──────── Extracted data ────────

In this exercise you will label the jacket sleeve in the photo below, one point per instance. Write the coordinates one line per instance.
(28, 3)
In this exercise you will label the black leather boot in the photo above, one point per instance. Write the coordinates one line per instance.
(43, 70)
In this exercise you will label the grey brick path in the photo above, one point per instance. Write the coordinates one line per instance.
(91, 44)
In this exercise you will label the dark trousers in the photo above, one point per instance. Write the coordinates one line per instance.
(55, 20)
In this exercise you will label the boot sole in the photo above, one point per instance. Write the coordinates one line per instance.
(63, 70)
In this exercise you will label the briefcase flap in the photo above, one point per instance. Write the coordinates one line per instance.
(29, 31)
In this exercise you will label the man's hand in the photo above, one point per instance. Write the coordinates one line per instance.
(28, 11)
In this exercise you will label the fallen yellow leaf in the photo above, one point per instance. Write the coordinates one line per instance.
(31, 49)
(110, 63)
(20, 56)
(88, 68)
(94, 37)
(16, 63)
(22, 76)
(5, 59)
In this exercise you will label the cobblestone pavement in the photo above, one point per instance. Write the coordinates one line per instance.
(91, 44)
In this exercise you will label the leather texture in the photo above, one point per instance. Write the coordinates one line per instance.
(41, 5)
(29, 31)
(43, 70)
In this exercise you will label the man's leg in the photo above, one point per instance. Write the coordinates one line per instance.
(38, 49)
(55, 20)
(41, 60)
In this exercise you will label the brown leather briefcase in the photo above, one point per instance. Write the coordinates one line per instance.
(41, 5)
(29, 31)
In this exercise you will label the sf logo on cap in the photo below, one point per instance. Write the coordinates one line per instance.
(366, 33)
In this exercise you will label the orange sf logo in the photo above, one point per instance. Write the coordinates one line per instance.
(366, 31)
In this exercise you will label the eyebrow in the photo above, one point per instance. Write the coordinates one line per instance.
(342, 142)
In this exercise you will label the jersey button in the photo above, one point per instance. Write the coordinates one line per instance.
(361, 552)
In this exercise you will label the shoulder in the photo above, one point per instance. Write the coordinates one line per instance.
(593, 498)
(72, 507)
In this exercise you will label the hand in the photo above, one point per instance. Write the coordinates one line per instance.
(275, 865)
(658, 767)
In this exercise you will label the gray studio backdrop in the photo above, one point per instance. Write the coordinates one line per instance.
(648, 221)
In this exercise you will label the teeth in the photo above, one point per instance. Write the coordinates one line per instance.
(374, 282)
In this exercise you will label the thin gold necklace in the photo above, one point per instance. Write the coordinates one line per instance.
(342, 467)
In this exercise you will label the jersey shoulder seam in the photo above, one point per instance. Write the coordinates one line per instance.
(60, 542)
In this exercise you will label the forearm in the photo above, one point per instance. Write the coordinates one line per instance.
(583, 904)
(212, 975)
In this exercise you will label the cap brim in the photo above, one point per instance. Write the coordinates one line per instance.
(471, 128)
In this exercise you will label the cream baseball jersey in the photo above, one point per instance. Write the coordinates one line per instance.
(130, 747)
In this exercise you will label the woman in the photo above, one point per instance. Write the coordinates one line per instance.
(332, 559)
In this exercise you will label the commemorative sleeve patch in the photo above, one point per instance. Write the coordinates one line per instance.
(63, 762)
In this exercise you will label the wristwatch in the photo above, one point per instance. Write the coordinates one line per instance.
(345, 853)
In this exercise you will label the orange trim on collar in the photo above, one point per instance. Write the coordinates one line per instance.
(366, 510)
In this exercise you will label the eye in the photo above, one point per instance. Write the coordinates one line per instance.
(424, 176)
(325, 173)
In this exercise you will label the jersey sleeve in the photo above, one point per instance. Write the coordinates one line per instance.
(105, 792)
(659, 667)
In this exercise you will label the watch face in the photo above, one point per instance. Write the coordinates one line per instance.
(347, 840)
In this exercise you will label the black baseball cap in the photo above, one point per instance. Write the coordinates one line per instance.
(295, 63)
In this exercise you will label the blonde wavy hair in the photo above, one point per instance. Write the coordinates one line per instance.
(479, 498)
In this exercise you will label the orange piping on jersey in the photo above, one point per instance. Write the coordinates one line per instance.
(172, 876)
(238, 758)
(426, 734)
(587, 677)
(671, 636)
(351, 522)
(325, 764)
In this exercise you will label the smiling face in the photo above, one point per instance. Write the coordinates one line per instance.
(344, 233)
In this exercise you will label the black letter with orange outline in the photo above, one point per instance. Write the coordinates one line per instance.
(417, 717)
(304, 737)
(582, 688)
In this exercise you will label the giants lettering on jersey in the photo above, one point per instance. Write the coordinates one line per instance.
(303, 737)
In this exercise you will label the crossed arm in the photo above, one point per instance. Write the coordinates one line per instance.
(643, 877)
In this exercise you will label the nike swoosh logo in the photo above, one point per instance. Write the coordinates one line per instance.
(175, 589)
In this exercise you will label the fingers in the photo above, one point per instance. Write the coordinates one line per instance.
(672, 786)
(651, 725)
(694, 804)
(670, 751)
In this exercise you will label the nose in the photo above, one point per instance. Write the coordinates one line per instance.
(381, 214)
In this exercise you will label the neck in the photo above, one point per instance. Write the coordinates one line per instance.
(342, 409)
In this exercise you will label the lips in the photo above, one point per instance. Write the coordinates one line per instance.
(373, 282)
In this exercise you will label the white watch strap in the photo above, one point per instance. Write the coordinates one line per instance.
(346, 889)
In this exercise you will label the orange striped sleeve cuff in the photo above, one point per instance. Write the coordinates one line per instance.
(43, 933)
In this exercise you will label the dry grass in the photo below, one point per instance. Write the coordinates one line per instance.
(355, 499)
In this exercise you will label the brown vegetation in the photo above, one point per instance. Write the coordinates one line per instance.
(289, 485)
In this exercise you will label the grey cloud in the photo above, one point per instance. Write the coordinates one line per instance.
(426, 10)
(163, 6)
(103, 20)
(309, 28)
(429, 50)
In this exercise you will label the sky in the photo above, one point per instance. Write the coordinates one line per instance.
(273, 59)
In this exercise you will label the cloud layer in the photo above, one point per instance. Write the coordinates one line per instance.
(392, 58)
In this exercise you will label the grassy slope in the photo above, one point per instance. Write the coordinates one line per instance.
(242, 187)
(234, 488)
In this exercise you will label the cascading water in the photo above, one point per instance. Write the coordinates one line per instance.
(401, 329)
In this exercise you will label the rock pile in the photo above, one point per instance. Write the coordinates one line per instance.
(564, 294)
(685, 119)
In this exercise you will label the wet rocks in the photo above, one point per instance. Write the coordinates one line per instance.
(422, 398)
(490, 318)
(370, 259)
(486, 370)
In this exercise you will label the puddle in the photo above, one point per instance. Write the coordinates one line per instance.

────────

■ Your objective
Copy the records from the line containing "In this exercise you will label the wet" through the end of the records, with each request unchanged. Raise both values of every answer coordinate pair by 140.

■ Final answer
In this exercise you will label the wet rocks in the photo above, one point per instance. Write the coordinates one line per instance.
(562, 538)
(630, 458)
(510, 399)
(626, 510)
In this exercise you will label the puddle in the photo above, one point per instance. Write the coordinates one line per instance.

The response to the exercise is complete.